Switch "boundary" to "border" in the stretch from the line containing "target: distant ridge" through the line containing "29], [42, 32]]", and write out only those lines with nothing else changed.

==== Task input ====

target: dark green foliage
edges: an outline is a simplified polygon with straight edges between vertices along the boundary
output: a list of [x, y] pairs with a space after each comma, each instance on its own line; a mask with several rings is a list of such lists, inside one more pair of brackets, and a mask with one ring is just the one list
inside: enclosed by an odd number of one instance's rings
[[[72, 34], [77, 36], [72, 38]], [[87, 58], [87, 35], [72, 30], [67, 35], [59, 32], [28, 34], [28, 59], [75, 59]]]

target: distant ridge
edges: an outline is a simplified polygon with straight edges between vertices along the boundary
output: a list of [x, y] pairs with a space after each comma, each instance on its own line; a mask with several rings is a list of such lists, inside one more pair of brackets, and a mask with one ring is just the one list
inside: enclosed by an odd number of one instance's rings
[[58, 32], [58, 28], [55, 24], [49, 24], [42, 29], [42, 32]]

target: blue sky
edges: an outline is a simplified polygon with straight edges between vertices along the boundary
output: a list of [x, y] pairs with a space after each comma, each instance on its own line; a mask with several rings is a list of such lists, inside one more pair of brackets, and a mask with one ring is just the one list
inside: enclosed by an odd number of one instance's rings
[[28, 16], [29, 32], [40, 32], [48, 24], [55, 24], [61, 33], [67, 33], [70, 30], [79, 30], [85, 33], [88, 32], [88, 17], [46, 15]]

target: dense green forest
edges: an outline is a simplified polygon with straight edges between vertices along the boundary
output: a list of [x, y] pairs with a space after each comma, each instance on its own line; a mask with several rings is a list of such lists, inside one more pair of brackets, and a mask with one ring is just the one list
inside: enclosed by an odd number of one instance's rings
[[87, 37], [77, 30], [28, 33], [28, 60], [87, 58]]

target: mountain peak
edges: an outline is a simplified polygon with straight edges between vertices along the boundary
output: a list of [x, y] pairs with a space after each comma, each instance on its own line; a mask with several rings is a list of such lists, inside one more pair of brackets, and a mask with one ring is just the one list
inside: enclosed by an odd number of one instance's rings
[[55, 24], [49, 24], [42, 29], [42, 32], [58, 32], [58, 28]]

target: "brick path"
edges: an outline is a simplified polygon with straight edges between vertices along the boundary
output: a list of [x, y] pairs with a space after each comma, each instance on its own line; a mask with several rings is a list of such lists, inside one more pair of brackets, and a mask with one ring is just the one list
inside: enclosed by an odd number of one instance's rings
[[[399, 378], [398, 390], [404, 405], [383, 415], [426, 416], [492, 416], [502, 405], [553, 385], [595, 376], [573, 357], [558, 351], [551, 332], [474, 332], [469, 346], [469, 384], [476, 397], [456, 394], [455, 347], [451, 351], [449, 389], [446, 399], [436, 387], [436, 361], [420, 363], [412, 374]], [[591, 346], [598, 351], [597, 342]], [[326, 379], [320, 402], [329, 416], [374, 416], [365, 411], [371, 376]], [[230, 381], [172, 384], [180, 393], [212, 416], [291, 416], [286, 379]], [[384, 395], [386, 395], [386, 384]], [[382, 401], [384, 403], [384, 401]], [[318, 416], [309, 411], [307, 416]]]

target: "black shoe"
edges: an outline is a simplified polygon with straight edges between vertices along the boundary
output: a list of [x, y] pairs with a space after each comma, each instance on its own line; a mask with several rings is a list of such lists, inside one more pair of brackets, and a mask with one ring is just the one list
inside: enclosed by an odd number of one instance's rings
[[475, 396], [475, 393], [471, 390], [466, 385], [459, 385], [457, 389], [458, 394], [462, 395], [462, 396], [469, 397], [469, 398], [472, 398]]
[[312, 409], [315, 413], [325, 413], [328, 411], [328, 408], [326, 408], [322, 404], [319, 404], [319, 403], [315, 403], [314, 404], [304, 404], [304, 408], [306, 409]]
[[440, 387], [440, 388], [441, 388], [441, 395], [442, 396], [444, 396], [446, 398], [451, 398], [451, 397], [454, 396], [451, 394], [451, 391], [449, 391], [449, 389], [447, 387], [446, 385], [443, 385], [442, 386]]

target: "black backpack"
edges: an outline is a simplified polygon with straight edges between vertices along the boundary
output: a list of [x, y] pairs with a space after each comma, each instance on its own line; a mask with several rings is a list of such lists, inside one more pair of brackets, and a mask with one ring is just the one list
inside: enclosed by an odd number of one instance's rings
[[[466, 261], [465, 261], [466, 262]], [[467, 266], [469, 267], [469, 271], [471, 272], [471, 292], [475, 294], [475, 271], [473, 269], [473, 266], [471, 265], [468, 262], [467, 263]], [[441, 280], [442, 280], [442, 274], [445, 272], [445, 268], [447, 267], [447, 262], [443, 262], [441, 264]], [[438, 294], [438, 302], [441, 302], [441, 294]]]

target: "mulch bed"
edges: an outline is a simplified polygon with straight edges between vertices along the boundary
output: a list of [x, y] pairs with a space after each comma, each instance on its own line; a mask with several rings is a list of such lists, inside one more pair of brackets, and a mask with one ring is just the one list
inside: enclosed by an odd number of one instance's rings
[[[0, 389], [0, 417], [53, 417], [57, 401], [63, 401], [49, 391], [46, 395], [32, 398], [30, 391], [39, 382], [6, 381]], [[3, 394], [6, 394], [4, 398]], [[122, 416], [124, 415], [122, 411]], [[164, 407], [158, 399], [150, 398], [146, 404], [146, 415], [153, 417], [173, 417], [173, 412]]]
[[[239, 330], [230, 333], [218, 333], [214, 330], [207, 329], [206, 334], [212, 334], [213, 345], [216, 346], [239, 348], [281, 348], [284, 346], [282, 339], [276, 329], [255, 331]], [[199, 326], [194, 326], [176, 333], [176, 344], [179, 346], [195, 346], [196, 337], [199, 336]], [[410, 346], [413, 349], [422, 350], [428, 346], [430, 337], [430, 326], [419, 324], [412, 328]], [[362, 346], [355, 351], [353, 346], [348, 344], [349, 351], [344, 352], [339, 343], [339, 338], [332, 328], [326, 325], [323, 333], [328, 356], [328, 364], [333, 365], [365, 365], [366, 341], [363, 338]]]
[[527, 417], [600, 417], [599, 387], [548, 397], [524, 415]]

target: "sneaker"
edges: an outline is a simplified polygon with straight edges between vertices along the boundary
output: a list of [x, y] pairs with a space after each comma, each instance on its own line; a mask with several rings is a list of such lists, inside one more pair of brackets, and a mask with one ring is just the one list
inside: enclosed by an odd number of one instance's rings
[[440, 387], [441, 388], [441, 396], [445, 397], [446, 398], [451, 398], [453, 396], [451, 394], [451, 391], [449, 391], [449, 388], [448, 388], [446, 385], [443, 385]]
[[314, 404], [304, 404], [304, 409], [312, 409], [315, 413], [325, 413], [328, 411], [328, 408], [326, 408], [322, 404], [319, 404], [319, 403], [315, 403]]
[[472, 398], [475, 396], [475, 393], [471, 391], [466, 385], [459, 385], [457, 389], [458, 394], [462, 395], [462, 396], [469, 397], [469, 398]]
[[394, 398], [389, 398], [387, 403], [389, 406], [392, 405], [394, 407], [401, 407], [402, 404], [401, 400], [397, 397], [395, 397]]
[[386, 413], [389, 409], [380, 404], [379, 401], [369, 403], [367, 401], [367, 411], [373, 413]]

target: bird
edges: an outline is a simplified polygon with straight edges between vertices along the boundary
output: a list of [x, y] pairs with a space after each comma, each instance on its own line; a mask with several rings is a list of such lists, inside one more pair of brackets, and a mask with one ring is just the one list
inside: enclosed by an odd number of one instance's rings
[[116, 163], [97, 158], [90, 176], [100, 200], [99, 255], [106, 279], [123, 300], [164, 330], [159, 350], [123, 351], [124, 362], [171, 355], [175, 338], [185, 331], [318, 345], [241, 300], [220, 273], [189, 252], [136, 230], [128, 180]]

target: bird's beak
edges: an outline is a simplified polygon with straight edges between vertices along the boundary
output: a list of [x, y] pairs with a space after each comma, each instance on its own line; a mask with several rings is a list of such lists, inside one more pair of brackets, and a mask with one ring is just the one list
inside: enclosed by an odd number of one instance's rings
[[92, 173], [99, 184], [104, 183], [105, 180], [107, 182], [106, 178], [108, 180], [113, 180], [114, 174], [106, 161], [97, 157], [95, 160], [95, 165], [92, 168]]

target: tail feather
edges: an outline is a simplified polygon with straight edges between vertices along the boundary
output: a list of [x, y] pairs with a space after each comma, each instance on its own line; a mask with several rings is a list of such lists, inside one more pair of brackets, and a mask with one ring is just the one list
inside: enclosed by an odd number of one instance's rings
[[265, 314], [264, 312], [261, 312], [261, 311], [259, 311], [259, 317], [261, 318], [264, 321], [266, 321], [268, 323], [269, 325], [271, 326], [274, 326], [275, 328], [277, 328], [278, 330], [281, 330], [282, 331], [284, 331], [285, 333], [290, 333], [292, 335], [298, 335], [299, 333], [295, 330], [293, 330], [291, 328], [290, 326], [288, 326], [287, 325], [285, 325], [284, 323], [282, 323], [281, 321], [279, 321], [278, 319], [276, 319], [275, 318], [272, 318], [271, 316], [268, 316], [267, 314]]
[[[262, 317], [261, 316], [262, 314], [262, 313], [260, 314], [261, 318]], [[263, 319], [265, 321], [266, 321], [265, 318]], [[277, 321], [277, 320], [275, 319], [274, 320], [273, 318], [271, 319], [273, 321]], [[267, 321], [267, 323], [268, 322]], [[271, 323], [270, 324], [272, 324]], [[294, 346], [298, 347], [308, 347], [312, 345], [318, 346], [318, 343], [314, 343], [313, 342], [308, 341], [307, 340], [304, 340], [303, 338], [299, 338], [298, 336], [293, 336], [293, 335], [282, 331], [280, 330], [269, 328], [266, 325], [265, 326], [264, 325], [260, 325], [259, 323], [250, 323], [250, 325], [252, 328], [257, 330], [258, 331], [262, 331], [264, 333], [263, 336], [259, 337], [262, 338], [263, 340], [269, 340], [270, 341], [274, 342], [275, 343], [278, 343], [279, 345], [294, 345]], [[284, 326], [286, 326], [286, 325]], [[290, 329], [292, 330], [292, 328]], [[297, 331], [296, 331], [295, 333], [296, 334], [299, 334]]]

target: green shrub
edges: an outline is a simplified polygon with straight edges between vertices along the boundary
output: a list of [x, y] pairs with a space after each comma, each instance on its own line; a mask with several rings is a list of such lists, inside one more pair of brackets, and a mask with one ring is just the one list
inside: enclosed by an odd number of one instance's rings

====

→ Result:
target: distant ridge
edges: an outline is a simplified polygon with straight edges between vertices along the border
output: a list of [x, y] pairs with a space after each comma, each instance on its own line; a mask with several rings is a list of such lists, inside one more pair of brackets, and a mask with one ring is just the one list
inside: enclosed by an odd number of one instance's rings
[[58, 32], [58, 28], [55, 24], [49, 24], [42, 29], [42, 32]]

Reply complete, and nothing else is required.